Hospitals Need Volunteers To Sew Face Masks Because Trump Says Government Ain't A Shipping Clerk
Guess it's time to get crafty?
Are you crafty? Are you completely bored out of your mind in lockdown mode? Are you looking for a way to help? Well, one way you can do that is by sewing reusable face masks for hospitals around the country, because they are running out of them, and it's getting pretty serious.
On Wednesday, Trump announced that, if he deems it "necessary," he will invoke the Defense Production Act — a Korean War era law that would allow the government to commandeer factories and require them to build medical supplies. He then said that this was something he would only do in a "worst case scenario." Then, on Thursday, he said that state governors really need to be handling this, because the federal government "is not a shipping clerk." And, naturally, later that day, he got into a bidding war with state governments for necessary medical supplies, driving the cost up and making it more difficult for them to obtain these items. Nice!

**********

• **REQUIRED ACTION 1**
Render this sentence from the face-mask article into French: "Are you completely bored out of your mind in lockdown mode?"
• **REQUIRED ACTION 2**
In the article on sewing face masks for hospitals, what era does the Defense Production Act date from?
• **REQUIRED ACTION 3**
Pick up the article on hospitals needing sewn face masks after its final word, "Nice!", and write what comes next.
The entries that follow are separate material, unrelated to the article.

**********

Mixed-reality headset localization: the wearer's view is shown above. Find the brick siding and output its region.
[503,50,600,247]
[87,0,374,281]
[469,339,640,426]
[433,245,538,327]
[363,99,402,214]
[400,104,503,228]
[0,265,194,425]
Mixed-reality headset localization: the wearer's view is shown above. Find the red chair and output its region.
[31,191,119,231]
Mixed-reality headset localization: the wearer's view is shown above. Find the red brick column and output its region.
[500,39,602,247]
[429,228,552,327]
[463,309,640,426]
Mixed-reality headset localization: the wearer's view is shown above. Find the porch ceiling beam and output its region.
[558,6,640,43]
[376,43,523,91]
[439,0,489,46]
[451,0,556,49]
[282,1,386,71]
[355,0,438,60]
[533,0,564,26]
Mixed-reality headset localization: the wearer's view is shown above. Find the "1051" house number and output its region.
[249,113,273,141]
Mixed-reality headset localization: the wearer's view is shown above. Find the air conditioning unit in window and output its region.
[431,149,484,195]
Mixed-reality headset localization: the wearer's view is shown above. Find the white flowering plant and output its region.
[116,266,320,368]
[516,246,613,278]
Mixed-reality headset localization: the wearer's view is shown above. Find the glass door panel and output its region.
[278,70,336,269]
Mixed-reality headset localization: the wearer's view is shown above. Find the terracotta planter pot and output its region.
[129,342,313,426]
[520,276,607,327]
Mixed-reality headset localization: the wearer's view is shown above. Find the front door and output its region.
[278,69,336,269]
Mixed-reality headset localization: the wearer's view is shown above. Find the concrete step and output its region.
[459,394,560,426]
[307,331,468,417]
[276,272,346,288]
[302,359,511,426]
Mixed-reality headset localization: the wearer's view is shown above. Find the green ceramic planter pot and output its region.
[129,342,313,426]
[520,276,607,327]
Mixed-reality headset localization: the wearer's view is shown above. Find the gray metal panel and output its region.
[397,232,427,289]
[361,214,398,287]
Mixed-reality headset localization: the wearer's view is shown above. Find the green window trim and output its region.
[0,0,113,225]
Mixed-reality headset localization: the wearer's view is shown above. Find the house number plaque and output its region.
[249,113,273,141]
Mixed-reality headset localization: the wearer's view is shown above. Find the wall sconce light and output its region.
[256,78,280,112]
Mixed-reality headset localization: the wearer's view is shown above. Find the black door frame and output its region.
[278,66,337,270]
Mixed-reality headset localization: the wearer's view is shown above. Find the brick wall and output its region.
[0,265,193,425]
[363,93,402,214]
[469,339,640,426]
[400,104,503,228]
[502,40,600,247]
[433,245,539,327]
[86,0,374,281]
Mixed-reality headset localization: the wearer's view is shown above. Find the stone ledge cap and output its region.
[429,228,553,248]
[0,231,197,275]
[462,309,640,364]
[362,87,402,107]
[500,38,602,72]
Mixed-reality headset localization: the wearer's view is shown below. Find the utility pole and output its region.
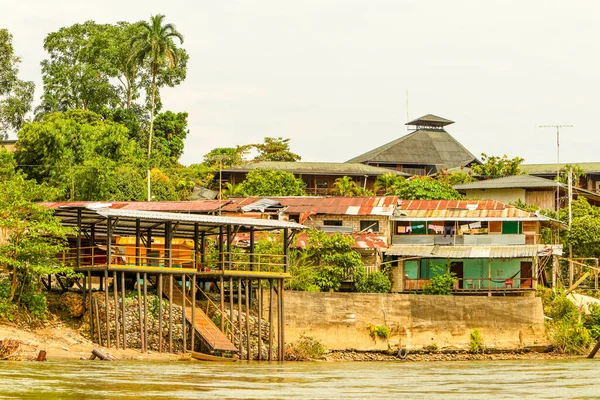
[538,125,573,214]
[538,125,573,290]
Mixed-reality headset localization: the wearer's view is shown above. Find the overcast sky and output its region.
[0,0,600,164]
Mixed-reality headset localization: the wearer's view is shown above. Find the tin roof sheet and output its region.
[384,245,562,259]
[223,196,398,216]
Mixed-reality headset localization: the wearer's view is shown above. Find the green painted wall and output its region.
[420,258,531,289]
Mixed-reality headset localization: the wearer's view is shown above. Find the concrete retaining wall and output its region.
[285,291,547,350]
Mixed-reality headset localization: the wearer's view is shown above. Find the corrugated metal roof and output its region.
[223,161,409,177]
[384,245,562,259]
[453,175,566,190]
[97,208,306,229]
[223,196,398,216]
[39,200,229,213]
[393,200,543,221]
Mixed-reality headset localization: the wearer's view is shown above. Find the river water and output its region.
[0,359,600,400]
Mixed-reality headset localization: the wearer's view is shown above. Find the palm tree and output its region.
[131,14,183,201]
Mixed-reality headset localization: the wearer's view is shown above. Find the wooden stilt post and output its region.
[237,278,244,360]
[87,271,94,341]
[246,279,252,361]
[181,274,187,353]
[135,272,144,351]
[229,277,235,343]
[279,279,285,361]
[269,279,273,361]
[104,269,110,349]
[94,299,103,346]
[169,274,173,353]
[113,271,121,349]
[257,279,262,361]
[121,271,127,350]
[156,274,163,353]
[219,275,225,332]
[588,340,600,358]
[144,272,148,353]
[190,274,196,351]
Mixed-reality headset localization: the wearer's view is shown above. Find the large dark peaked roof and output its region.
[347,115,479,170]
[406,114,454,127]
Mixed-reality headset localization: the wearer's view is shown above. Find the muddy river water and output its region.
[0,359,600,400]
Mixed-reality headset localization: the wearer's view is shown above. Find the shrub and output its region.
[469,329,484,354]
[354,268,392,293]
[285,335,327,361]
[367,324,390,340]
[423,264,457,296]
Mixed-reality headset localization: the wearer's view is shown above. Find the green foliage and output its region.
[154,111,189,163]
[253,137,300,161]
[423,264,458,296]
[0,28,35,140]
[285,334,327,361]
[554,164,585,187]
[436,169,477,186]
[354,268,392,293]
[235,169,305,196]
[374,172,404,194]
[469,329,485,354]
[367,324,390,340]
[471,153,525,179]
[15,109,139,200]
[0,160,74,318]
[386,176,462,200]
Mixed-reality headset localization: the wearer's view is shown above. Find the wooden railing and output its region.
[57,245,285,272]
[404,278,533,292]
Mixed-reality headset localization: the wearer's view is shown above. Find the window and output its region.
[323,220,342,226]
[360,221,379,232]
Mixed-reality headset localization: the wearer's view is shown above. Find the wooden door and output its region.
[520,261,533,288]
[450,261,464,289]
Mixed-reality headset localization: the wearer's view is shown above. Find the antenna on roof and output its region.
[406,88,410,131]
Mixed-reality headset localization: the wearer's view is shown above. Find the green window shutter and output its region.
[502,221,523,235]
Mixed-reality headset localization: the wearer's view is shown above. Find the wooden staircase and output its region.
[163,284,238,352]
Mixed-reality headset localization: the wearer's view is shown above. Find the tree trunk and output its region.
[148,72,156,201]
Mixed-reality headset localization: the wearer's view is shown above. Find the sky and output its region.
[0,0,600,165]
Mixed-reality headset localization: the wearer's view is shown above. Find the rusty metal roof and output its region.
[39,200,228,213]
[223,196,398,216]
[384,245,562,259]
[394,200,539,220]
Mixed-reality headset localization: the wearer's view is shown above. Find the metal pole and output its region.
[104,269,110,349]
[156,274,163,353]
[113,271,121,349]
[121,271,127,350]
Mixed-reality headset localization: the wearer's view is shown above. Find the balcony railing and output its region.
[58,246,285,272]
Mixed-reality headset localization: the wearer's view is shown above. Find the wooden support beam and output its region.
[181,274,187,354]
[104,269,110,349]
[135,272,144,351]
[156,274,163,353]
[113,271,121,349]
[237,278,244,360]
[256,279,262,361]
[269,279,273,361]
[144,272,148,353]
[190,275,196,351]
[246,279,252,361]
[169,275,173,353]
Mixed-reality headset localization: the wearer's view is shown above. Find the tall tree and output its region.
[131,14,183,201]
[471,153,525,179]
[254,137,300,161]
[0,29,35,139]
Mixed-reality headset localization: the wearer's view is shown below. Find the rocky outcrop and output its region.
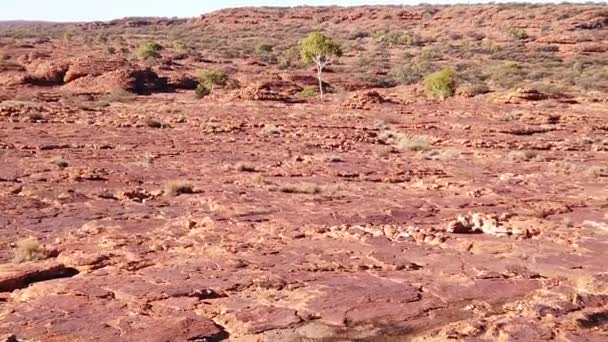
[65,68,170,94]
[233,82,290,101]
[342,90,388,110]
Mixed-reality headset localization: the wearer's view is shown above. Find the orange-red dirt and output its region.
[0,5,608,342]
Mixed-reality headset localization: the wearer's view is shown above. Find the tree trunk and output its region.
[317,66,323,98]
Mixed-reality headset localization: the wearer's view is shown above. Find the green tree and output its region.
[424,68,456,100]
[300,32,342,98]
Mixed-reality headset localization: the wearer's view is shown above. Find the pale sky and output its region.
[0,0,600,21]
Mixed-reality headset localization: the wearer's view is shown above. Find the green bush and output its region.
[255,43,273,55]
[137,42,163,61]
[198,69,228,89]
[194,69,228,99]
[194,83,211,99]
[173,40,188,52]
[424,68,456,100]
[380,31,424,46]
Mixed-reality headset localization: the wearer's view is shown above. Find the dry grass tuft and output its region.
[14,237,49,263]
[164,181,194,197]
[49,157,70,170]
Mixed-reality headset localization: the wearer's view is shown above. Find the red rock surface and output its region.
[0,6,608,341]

**********

• **EXERCISE RESPONSE 1**
Vous ennuyez-vous à mourir en plein confinement ?

• **EXERCISE RESPONSE 2**
The Korean War era.

• **EXERCISE RESPONSE 3**
So (SEW?) instead of hospitals just getting the necessary supplies they need, they are now begging volunteers who are able to sew to sew up some face masks for them. Providence Hospitals, a West Coast hospital chain, has launched the "100 Million Face Mask" challenge, requesting that volunteers come and pick up kits containing all of the supplies they need to make 100 masks (well, except for the sewing machines). The Deaconess chain of hospitals, based in the Midwest, is also requesting handmade masks and has posted a PDF pattern for making these masks, along with an instructional video on their website.
There are also now approximately 5,000 tutorials for making these masks on YouTube, some of which may be easier than others.
Reusable cloth face masks used to be the standard back in the day before the switch to the N95 masks, and they are now approved for use by the CDC by some hospital personnel while the N95 respirator masks are in short supply and must be reserved for those who need them the most.
Via the Centers for Disease Control:
Updated PPE recommendations for the care of patients with known or suspected COVID-19:
Based on local and regional situational analysis of PPE supplies, facemasks are an acceptable alternative when the supply chain of respirators cannot meet the demand. During this time, available respirators should be prioritized for procedures that are likely to generate respiratory aerosols, which would pose the highest exposure risk to HCP.
- Facemasks protect the wearer from splashes and sprays.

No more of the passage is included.